§ TASK REQUIREMENTS
Can you put every line of text in the entries below into a JSON list of strings, one string per line, with blank lines dropped and the pictures left out?

§ RECORDS PROVIDED
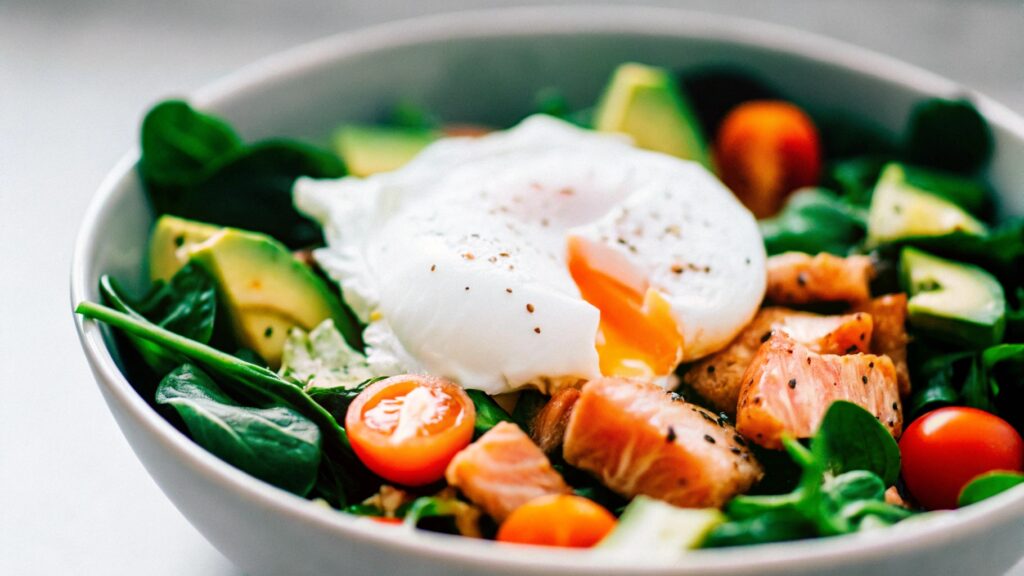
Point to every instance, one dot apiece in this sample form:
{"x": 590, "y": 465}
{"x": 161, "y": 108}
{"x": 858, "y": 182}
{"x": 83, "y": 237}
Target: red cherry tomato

§ PROBLEM SOLUTION
[
  "Point to every instance, one dot apiece in this sample form:",
  "{\"x\": 590, \"y\": 465}",
  "{\"x\": 161, \"y\": 108}",
  "{\"x\": 858, \"y\": 182}",
  "{\"x\": 83, \"y\": 237}",
  "Target: red cherry tomato"
]